## [THE REQUEST]
Copy the material below from its start through the line containing "[[292, 409, 1000, 749]]", both ends included, and keep the requests and their sample coordinates unchanged. Scale every box coordinate in the answers by 1.9, rounding to whole numbers with halves going up.

>> START PROVIDED DATA

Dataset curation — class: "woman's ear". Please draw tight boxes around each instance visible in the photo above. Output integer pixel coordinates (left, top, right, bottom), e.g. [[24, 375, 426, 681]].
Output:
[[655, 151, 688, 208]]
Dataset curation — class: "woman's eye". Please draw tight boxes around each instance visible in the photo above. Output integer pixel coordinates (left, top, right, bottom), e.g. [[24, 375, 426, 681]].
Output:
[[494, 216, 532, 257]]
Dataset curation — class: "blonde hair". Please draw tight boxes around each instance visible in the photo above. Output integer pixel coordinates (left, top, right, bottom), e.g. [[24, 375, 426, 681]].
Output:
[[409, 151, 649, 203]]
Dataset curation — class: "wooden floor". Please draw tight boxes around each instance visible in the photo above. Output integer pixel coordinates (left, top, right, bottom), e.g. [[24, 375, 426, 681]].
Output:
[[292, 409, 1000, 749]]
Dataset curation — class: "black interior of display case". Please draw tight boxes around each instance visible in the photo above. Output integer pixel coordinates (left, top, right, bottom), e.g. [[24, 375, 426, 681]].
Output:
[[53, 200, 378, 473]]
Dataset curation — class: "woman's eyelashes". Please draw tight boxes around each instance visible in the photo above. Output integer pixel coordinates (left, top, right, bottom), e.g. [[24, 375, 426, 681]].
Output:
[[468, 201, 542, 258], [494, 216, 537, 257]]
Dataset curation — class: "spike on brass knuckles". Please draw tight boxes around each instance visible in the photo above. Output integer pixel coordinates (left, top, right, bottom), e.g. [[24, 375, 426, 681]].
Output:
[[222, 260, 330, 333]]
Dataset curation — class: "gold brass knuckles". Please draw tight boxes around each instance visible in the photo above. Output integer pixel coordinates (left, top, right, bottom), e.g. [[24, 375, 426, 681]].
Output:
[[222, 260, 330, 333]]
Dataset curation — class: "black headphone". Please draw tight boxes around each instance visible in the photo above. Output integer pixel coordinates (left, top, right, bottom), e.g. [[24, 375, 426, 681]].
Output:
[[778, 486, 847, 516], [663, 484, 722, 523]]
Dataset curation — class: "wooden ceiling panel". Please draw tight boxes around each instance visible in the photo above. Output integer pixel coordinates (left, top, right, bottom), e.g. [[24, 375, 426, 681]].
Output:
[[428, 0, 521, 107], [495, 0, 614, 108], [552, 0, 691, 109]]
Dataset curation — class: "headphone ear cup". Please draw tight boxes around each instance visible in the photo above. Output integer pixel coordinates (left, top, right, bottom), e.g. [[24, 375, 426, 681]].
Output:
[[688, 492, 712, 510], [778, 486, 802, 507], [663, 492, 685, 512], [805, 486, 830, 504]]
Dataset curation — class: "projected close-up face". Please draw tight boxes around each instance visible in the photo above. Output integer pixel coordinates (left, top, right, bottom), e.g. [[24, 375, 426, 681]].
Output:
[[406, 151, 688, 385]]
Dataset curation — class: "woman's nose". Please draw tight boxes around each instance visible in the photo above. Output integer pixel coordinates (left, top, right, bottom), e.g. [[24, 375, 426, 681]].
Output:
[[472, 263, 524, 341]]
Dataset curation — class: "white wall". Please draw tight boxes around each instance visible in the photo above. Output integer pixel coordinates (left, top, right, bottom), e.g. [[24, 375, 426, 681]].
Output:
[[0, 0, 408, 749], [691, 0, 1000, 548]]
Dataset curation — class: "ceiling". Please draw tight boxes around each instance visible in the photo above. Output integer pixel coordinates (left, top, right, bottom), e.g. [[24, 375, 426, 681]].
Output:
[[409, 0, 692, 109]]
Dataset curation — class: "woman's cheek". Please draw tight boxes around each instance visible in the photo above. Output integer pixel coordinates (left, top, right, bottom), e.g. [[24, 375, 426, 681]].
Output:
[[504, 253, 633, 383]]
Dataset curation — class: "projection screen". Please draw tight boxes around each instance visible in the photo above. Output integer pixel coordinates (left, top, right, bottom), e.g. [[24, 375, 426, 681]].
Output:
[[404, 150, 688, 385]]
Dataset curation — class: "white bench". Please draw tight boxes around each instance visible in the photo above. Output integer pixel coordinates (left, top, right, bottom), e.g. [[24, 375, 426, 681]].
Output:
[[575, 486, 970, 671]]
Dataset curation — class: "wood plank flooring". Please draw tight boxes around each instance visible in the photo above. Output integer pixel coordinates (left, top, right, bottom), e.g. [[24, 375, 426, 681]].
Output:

>> END PROVIDED DATA

## [FULL RESPONSE]
Dataset curation — class: "woman's ear". Please draw tight boxes around each instance visible in the photo above. Output integer pixel coordinates (left, top, right, bottom), e.g. [[24, 375, 426, 681]].
Output:
[[1245, 287, 1307, 395]]
Dataset curation — class: "woman's eye". Please draw tight boxes around each instance visible in the photo above. Output integer pixel coordinates (left, top, right, bottom), e.g. [[24, 375, 426, 681]].
Output:
[[939, 410, 1011, 488]]
Dataset curation — class: "blonde hair". Please draw tight boxes around each instance visible in the photo above. Output integer pixel coordinates (left, top, right, bottom), e.g. [[24, 375, 426, 681]].
Output:
[[777, 287, 1233, 386]]
Dataset curation — class: "wooden floor". Please draw tight boxes around each instance visible in the photo above. Output integer pixel coordinates (left, top, right, bottom), e.g. [[24, 375, 426, 681]].
Output:
[[555, 777, 1900, 1423]]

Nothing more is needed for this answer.